=== Records to use ===
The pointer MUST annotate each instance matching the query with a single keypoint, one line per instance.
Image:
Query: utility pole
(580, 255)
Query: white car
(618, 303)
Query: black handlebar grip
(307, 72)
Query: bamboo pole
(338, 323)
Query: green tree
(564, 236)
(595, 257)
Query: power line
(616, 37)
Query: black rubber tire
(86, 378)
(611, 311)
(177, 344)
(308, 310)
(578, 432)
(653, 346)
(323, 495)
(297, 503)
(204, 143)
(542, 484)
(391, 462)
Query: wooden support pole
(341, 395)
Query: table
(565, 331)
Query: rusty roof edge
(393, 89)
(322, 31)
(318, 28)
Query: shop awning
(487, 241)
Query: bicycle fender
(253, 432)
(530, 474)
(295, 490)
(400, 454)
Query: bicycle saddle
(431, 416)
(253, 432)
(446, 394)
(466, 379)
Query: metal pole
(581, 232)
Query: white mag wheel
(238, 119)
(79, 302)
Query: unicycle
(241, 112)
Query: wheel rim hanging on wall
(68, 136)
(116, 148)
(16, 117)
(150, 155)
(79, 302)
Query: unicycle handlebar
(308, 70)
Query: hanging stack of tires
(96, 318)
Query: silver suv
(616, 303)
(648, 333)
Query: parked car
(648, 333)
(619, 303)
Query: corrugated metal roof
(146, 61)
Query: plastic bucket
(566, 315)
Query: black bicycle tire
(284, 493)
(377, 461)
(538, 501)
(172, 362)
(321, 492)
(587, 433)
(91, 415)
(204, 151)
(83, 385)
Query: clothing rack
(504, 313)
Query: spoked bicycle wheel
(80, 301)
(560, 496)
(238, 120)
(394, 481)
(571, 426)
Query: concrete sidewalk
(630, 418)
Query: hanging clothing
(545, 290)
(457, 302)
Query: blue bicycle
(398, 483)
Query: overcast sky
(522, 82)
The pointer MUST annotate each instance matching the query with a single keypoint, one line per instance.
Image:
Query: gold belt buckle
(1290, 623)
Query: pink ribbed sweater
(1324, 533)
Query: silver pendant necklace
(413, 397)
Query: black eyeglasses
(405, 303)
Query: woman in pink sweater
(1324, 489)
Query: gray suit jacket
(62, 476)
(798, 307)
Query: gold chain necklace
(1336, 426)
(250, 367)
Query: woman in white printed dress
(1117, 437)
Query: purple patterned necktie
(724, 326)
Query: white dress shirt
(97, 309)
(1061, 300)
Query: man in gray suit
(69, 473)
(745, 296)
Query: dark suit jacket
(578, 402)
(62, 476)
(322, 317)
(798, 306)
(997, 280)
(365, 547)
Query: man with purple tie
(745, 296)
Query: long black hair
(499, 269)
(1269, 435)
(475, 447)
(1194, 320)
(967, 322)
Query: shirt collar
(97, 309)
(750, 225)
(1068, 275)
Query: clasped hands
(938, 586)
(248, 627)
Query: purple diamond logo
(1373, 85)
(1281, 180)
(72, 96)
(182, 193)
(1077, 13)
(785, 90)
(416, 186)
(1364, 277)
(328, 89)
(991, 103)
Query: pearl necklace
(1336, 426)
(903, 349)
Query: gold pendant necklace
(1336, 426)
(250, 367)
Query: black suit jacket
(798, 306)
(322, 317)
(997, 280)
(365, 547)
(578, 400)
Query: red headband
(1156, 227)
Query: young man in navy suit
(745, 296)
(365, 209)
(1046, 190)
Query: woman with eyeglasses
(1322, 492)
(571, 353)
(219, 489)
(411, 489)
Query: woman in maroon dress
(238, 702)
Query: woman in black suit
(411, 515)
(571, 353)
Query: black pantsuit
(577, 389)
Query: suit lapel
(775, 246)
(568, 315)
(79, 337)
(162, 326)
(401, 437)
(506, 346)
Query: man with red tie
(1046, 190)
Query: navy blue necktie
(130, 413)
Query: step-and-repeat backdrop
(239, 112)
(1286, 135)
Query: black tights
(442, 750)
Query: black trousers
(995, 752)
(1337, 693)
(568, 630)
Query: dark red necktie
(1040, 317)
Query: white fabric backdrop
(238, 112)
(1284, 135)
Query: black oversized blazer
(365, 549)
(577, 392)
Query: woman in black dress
===
*Exercise objective:* Exactly the lines from the one containing "Query: black suit jacket" through the final line of the records must appear in your reply, and no others.

*Finished exercise:*
Query: black suit jacket
(798, 306)
(322, 317)
(997, 280)
(365, 547)
(578, 400)
Query: red headband
(1156, 227)
Query: young man in navy suit
(745, 296)
(365, 209)
(1046, 190)
Query: woman with eyeglasses
(1322, 492)
(571, 353)
(219, 489)
(411, 489)
Query: woman in maroon dress
(238, 702)
Query: woman in black suit
(411, 515)
(571, 353)
Query: black pantsuit
(577, 389)
Query: suit lapel
(775, 246)
(568, 315)
(79, 337)
(162, 326)
(401, 437)
(506, 346)
Query: man with red tie
(1046, 190)
Query: navy blue necktie
(130, 413)
Query: step-and-repeat backdrop
(239, 112)
(1286, 135)
Query: black tights
(442, 750)
Query: black trousers
(995, 752)
(1337, 693)
(568, 630)
Query: dark red necktie
(1040, 317)
Query: white fabric backdrop
(238, 112)
(1284, 135)
Query: black oversized blazer
(365, 549)
(577, 392)
Query: woman in black dress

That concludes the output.